**Set exercise**
Take the stretch of the items below that begins with the line containing "Task: locate the handbag" and ends with the line containing "pixel 241 485", and copy every line of it, both of those lines included, without any change.

**Record set**
START

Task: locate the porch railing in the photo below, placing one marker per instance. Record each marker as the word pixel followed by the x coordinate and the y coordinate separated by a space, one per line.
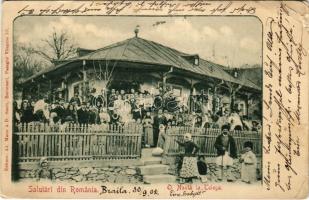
pixel 77 142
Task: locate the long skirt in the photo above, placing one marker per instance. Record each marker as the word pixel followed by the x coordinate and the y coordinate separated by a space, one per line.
pixel 248 173
pixel 189 168
pixel 149 136
pixel 225 160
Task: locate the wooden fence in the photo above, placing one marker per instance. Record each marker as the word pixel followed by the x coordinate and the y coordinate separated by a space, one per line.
pixel 77 142
pixel 205 139
pixel 96 142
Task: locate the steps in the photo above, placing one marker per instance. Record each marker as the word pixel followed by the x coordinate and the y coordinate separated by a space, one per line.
pixel 164 178
pixel 152 170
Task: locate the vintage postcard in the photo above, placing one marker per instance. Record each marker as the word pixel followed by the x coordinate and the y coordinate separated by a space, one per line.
pixel 154 99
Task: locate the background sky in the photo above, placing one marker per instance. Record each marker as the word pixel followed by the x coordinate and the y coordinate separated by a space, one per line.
pixel 230 41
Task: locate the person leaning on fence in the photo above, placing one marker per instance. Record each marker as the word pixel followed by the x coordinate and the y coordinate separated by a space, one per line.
pixel 226 152
pixel 189 168
pixel 248 164
pixel 147 123
pixel 44 171
pixel 202 168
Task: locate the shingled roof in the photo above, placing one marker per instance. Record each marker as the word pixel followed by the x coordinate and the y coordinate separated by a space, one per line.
pixel 140 50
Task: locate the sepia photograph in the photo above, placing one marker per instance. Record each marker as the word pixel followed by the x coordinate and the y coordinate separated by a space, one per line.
pixel 137 99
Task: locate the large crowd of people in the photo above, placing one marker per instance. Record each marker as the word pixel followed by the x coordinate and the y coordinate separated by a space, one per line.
pixel 120 107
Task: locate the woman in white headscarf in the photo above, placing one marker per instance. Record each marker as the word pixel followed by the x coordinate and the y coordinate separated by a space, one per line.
pixel 189 168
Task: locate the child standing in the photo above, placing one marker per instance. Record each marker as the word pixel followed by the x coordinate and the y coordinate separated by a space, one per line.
pixel 189 168
pixel 202 168
pixel 44 172
pixel 248 164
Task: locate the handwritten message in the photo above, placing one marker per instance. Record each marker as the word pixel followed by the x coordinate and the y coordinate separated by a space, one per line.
pixel 283 74
pixel 119 7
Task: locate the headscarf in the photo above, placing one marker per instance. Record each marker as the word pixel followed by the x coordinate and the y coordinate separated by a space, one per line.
pixel 189 136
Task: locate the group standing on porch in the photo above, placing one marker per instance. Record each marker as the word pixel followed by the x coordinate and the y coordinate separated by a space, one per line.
pixel 137 107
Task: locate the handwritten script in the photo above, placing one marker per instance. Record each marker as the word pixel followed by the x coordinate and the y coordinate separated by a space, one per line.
pixel 119 7
pixel 283 72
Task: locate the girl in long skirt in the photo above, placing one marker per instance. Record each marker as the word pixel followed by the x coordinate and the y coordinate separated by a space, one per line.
pixel 189 168
pixel 248 164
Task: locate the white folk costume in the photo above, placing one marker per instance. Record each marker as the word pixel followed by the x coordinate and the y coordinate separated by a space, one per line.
pixel 248 167
pixel 147 122
pixel 189 164
pixel 226 151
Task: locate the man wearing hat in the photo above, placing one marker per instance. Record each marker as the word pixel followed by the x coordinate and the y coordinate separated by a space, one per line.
pixel 82 114
pixel 226 152
pixel 75 99
pixel 248 164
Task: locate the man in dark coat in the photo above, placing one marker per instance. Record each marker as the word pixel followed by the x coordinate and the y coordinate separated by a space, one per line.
pixel 226 152
pixel 83 115
pixel 159 119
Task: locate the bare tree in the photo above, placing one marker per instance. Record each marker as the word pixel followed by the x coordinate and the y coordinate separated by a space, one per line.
pixel 58 46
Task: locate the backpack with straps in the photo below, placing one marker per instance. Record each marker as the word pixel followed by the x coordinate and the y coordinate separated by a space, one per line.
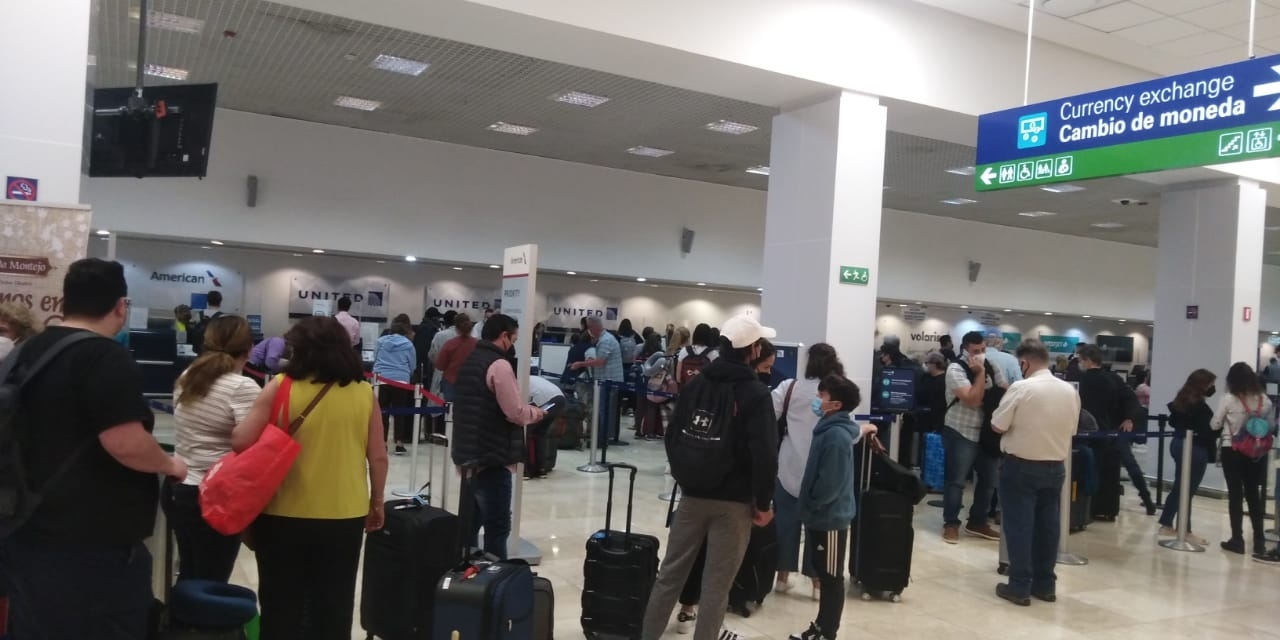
pixel 1255 438
pixel 691 365
pixel 18 499
pixel 700 439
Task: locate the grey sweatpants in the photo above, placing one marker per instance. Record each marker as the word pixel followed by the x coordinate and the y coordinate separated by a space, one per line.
pixel 727 528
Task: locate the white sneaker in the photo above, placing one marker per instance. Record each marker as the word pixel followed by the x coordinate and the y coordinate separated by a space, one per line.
pixel 685 622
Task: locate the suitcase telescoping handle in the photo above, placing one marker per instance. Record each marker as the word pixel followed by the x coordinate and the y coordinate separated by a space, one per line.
pixel 631 493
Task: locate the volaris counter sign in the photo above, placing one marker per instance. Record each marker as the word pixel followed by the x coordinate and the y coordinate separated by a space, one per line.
pixel 1210 117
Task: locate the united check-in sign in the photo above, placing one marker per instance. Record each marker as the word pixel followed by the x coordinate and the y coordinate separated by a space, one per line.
pixel 1216 115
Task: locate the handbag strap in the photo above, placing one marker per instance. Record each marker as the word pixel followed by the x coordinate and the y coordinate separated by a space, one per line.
pixel 297 423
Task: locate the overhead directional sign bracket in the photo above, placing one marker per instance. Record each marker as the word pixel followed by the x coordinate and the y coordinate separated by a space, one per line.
pixel 1216 115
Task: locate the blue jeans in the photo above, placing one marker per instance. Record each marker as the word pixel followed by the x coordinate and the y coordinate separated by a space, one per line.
pixel 1200 462
pixel 786 516
pixel 492 489
pixel 60 594
pixel 960 457
pixel 1031 494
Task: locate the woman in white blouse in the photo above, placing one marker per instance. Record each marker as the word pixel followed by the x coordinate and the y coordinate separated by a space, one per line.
pixel 210 398
pixel 1244 475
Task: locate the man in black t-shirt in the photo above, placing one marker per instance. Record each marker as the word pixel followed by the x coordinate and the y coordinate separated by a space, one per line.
pixel 77 567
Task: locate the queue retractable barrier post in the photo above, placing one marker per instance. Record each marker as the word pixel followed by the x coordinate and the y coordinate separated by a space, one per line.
pixel 593 466
pixel 1184 504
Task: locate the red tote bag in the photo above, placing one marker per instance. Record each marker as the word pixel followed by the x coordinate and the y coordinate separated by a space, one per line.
pixel 241 485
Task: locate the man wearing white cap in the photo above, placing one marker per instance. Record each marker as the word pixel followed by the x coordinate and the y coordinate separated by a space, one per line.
pixel 723 451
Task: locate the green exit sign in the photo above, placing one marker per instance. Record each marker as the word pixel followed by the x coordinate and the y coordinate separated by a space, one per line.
pixel 854 275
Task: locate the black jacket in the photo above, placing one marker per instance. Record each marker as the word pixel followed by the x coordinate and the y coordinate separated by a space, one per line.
pixel 481 432
pixel 755 471
pixel 1197 420
pixel 1109 400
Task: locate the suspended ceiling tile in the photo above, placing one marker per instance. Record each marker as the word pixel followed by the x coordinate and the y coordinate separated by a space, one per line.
pixel 1159 31
pixel 1118 17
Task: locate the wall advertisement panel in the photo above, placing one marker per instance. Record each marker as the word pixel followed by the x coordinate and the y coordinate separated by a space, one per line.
pixel 370 297
pixel 36 247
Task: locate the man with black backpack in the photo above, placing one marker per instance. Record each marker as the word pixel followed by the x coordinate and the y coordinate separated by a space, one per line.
pixel 722 444
pixel 974 388
pixel 76 449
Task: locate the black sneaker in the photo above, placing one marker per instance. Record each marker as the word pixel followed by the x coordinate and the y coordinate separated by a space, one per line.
pixel 813 632
pixel 1271 557
pixel 1006 593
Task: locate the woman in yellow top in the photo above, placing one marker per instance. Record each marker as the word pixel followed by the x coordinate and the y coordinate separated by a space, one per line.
pixel 309 538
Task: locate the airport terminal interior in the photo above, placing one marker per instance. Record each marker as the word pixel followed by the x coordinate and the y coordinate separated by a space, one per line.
pixel 863 173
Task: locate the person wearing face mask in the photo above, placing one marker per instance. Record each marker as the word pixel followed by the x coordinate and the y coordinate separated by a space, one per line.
pixel 1192 419
pixel 489 420
pixel 827 497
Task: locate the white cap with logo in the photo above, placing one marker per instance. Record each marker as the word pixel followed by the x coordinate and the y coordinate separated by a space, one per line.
pixel 745 330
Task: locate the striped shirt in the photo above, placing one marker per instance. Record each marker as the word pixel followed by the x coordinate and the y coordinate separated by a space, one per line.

END

**Complete answer**
Task: locate the handbag strap in the photo above, placing one marker per instance. Record each marker as the word pixel followed by the x coordinate and the y coordinate separated by a space, one per line.
pixel 297 423
Task: locate the overhead directional sign bracket in the photo above, placing one marker per instance. Record each marker as the word pixel followed by the x coordinate and the y coordinate separated by a space, one per line.
pixel 1216 115
Task: locate the blue jeans in the photo above, placing one marker per instance. Record each marker as the word pixel followed by the x coordinate and the y coordinate separated by a space, one per line.
pixel 1200 462
pixel 786 516
pixel 492 489
pixel 60 594
pixel 960 457
pixel 1031 494
Task: locate the woman in white blouse in the photo above, placing one marker per instance. Record each marker as the word pixel followed by the x coordinate and the y coordinate separated by a space, one per line.
pixel 210 398
pixel 1244 475
Task: locate the man in black t-shirt in the photo above, placing one marker per instance. Record each marker as the word pixel followed by the x coordinate and the y coordinate separated by a space, one per line.
pixel 77 567
Task: locate the queue retractable barrier post in the photo above, placing one marker per instance. Record each marker as the word pixel followed by the x coordinate and the y coordinate separated by a space, one per line.
pixel 593 466
pixel 1184 504
Task: locate the red tote bag in the photo above, placing one marker per instance. Record each marker as the word pixel followed by the x coordinate and the y coordinate separated by a space, one per line.
pixel 241 485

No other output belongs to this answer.